## START Supplied material

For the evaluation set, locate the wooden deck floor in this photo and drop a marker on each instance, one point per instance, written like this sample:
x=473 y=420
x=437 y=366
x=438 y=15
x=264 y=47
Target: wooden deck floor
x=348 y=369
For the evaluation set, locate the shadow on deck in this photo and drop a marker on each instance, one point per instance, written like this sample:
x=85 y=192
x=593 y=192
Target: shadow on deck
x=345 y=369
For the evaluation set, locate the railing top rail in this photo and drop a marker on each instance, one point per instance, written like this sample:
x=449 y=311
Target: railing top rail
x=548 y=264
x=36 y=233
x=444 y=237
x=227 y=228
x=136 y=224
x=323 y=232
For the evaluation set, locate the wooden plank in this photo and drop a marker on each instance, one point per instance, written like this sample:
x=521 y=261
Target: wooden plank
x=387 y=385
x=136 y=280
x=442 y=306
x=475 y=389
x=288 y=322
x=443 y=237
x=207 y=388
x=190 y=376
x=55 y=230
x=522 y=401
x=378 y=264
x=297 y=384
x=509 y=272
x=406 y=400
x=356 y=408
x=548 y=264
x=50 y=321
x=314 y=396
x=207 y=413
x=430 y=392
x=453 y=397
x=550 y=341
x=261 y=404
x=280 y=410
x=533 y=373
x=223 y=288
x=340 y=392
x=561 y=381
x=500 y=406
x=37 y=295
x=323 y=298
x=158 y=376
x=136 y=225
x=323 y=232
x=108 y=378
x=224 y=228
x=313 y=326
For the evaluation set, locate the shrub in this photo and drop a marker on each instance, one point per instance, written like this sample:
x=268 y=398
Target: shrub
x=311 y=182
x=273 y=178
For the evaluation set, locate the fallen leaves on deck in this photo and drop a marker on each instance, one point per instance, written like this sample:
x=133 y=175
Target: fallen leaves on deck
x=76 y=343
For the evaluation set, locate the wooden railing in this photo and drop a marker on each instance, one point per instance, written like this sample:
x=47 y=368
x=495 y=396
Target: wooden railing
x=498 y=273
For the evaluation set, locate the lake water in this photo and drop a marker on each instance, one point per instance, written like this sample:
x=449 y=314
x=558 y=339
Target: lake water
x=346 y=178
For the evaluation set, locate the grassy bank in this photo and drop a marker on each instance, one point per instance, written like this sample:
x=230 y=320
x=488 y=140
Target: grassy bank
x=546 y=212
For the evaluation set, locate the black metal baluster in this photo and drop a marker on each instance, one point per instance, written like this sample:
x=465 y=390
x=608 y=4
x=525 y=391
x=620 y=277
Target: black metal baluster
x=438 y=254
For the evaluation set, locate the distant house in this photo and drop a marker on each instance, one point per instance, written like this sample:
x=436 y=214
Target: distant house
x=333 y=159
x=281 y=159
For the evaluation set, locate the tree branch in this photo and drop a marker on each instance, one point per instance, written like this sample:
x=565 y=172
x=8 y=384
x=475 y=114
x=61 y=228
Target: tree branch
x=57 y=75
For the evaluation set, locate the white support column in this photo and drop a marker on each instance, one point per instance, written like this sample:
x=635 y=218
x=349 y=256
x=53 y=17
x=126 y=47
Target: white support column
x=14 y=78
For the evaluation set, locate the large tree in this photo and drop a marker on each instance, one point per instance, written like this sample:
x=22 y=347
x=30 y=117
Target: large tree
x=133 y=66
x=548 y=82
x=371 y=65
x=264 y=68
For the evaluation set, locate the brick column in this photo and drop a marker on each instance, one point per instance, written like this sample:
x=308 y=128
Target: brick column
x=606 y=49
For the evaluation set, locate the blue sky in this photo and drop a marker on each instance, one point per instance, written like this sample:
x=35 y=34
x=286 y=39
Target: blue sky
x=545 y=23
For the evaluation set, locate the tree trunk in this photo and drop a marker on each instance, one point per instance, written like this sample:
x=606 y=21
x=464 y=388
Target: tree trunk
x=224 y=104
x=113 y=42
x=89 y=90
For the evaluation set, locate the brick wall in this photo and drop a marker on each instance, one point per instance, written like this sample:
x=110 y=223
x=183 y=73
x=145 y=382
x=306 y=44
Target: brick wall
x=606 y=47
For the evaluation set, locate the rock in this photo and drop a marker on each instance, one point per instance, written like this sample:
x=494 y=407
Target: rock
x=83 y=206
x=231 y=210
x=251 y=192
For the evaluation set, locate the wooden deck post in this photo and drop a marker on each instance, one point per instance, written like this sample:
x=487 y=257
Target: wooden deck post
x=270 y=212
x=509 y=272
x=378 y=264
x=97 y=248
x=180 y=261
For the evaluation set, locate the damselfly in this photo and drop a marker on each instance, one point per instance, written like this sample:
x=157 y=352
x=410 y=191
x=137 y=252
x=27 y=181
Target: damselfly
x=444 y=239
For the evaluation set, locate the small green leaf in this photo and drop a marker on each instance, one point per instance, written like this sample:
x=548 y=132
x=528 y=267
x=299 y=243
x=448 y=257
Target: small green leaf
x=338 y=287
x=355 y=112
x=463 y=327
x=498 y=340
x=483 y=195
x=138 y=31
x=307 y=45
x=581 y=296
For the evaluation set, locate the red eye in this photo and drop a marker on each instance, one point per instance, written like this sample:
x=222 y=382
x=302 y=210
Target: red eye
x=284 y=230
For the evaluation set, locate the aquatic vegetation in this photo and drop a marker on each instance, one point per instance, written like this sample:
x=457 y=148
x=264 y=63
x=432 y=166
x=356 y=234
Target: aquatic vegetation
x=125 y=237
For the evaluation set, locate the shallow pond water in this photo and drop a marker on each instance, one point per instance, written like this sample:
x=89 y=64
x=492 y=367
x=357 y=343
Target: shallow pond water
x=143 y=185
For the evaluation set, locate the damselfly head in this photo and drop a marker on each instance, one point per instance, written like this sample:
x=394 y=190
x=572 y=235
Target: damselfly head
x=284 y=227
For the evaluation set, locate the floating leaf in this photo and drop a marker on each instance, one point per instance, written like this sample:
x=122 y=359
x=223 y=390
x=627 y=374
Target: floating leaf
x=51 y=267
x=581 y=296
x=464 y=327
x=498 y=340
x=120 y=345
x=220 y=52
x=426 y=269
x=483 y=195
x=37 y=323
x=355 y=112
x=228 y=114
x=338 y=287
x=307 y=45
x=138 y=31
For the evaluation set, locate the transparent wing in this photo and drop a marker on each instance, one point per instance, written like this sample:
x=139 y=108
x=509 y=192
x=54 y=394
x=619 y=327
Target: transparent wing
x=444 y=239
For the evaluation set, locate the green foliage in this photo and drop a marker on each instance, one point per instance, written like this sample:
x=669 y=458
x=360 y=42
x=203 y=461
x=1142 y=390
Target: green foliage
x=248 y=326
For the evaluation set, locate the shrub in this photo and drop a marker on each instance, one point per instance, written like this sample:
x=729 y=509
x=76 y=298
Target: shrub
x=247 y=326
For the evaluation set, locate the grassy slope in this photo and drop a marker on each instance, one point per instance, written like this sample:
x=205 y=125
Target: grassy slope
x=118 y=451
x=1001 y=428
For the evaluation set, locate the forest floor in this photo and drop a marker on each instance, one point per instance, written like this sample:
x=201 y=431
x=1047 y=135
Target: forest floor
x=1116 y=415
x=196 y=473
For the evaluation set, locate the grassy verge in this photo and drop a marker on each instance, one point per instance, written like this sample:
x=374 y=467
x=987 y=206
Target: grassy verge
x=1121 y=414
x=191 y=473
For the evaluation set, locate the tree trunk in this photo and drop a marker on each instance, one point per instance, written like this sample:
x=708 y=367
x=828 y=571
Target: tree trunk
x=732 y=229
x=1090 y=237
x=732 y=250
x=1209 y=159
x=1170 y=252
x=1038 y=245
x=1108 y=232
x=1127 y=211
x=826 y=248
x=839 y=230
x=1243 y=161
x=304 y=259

## END Supplied material

Your task — Every record above must be duplicated exactly.

Finished exercise —
For the evaluation set, locate the wooden deck floor in this photo and drop a marker on each instance, one point per instance, written like this sample:
x=473 y=420
x=437 y=366
x=438 y=15
x=264 y=47
Target: wooden deck floor
x=348 y=369
For the evaluation set, locate the shadow on deck in this photo and drop a marker on each instance, one point per instance, written like this sample:
x=85 y=192
x=593 y=192
Target: shadow on deck
x=345 y=369
For the evaluation set, locate the railing top rail in this photo and drop a marker on each instance, one point per instance, written like this sample:
x=449 y=311
Target: railing top rail
x=548 y=264
x=36 y=233
x=444 y=237
x=227 y=228
x=136 y=224
x=323 y=232
For the evaluation set, locate the wooden plank in this photo and drop a marker on each instance, one point per instance, written like this sample:
x=521 y=261
Target: wooden plank
x=387 y=385
x=136 y=280
x=442 y=306
x=475 y=389
x=288 y=322
x=443 y=237
x=207 y=388
x=190 y=376
x=55 y=230
x=522 y=401
x=378 y=264
x=297 y=384
x=509 y=272
x=406 y=400
x=356 y=408
x=548 y=264
x=50 y=321
x=314 y=396
x=207 y=413
x=430 y=392
x=453 y=397
x=550 y=341
x=261 y=404
x=280 y=410
x=533 y=373
x=223 y=288
x=340 y=392
x=561 y=381
x=500 y=406
x=37 y=295
x=323 y=298
x=158 y=376
x=136 y=225
x=323 y=232
x=108 y=378
x=224 y=228
x=313 y=326
For the evaluation set, locate the shrub in this photo and drop a marker on each instance, one point per instance, written like this sample:
x=268 y=398
Target: shrub
x=311 y=182
x=273 y=178
For the evaluation set, locate the fallen leaves on deck in this photo and drop a marker on each instance, one point per instance, written like this sample:
x=133 y=175
Target: fallen leaves on deck
x=76 y=343
For the evaluation set, locate the wooden railing in this photo and drop a marker on each instance, one point per instance, written like this sample:
x=47 y=368
x=495 y=396
Target: wooden railing
x=498 y=273
For the evaluation set, locate the lake water in this photo and drop a marker on each instance, one point per instance, written like this sample:
x=449 y=314
x=558 y=339
Target: lake water
x=346 y=178
For the evaluation set, locate the grassy bank in this photo and drop a marker on each instance, one point per instance, written like this sample:
x=230 y=320
x=488 y=140
Target: grassy bank
x=546 y=212
For the evaluation set, locate the black metal baluster in this photo and drop a marker on each instance, one point per instance, written like this sample:
x=465 y=390
x=608 y=4
x=525 y=391
x=620 y=277
Target: black metal baluster
x=438 y=254
For the evaluation set, locate the distant house in this photo and drop a marker on each instance, one point per instance, written like this sample:
x=436 y=214
Target: distant house
x=333 y=159
x=281 y=159
For the evaluation set, locate the tree branch in this photo and drop a marker on each instance, one point per instance, written like this sample:
x=565 y=172
x=8 y=384
x=475 y=114
x=61 y=228
Target: tree branch
x=57 y=75
For the evaluation set, locate the white support column in this photo and drop a marker on each instance, one point per instance, written like this sample:
x=635 y=218
x=349 y=256
x=53 y=17
x=126 y=47
Target: white support column
x=14 y=78
For the evaluation set, locate the large tree in this photo and drop a marker on each instance, one point per instance, written like this sample:
x=22 y=347
x=30 y=117
Target: large tree
x=133 y=66
x=548 y=82
x=371 y=65
x=264 y=68
For the evaluation set, locate the brick column in this photo and drop a marker on each instance, one point per instance, written like this sample:
x=308 y=128
Target: brick column
x=606 y=49
For the evaluation set, locate the blue sky in this photo and drop a marker on each instance, one point per instance, written like this sample:
x=35 y=34
x=286 y=39
Target: blue sky
x=545 y=23
For the evaluation set, locate the tree trunk in this photo and drop a marker on each instance, one point per instance, written like this sample:
x=606 y=21
x=464 y=388
Target: tree trunk
x=224 y=104
x=113 y=42
x=89 y=90
For the evaluation set, locate the brick wall in this photo and drop a marker on each instance, one point per instance, written like this sample:
x=110 y=223
x=183 y=73
x=145 y=382
x=306 y=44
Target: brick wall
x=606 y=47
For the evaluation set, locate the rock in this photo and drop a marker on each instance, one point per instance, written like this sample:
x=494 y=407
Target: rock
x=83 y=206
x=231 y=210
x=251 y=192
For the evaluation set, locate the wooden deck post in this photo and drop a marker on each instance, one point per instance, written like this sample:
x=487 y=257
Target: wooden deck post
x=270 y=212
x=509 y=272
x=378 y=264
x=97 y=248
x=180 y=261
For the evaluation set, locate the damselfly in this photo and drop a marker on each instance, one point per instance, written like this sample:
x=157 y=352
x=410 y=191
x=137 y=252
x=27 y=181
Target: damselfly
x=444 y=239
For the evaluation set, locate the small green leaf in this photo and drop a marker on each instance, one point per instance, written like this sample:
x=548 y=132
x=528 y=267
x=299 y=243
x=448 y=257
Target: small green leaf
x=338 y=287
x=355 y=112
x=463 y=327
x=498 y=340
x=483 y=195
x=138 y=31
x=307 y=45
x=581 y=296
For the evaluation set, locate the red eye in this photo and drop a marker on each instance, one point per instance, written like this sample:
x=222 y=382
x=302 y=210
Target: red eye
x=284 y=230
For the evaluation set, locate the aquatic vegetation in this photo and drop a marker on each instance, one point per instance, written like this sample:
x=457 y=148
x=264 y=63
x=432 y=166
x=356 y=234
Target: aquatic vegetation
x=125 y=237
For the evaluation set, locate the shallow pond water in this photo and drop a marker on each instance, one point per instance, written like this sample:
x=89 y=64
x=492 y=367
x=357 y=343
Target: shallow pond water
x=143 y=185
For the evaluation set, locate the damselfly head in this photo and drop a marker on each instance, one point per instance, written like this sample:
x=394 y=190
x=572 y=235
Target: damselfly head
x=284 y=227
For the evaluation set, locate the floating leaf in this photo and drop a marker on each instance, one point per instance, written like this sample:
x=122 y=359
x=223 y=390
x=627 y=374
Target: floating leaf
x=51 y=267
x=581 y=296
x=464 y=327
x=498 y=340
x=120 y=345
x=220 y=52
x=426 y=269
x=483 y=195
x=37 y=323
x=355 y=112
x=228 y=114
x=338 y=287
x=307 y=45
x=138 y=31
For the evaluation set, locate the transparent wing in this photo and drop a marker on each instance, one point per instance, written like this sample:
x=139 y=108
x=509 y=192
x=54 y=394
x=619 y=327
Target: transparent wing
x=444 y=239
For the evaluation set, locate the green foliage in this photo and drop a marker on each instance, one point per instance, written like this sample:
x=669 y=458
x=360 y=42
x=203 y=461
x=1142 y=390
Target: green foliage
x=248 y=326
For the evaluation set, locate the shrub in this photo and drop a marker on each instance, one point per instance, written like this sample:
x=729 y=509
x=76 y=298
Target: shrub
x=247 y=326
For the evaluation set, locate the grassy slope in this photo and drop a marker on each instance, one point per instance, written like this sample:
x=205 y=125
Target: grassy slope
x=118 y=451
x=1001 y=428
For the evaluation set, locate the forest floor in this photo and drop a marker on each instance, one point per instance, written like this sample:
x=201 y=431
x=1047 y=135
Target: forest floor
x=1116 y=415
x=196 y=473
For the evaluation set, locate the grassy verge in this photo and drop a marker on each instance, one point per instance, written like this sample:
x=374 y=467
x=987 y=206
Target: grassy verge
x=1121 y=414
x=191 y=473
For the evaluation set, locate the tree trunk in this photo and drop a marker on each instance, one point per instance, written like this sample:
x=708 y=367
x=828 y=571
Target: tree trunk
x=732 y=229
x=1090 y=237
x=732 y=250
x=1209 y=159
x=1170 y=252
x=1038 y=245
x=1108 y=232
x=1127 y=211
x=826 y=248
x=839 y=230
x=1243 y=161
x=304 y=259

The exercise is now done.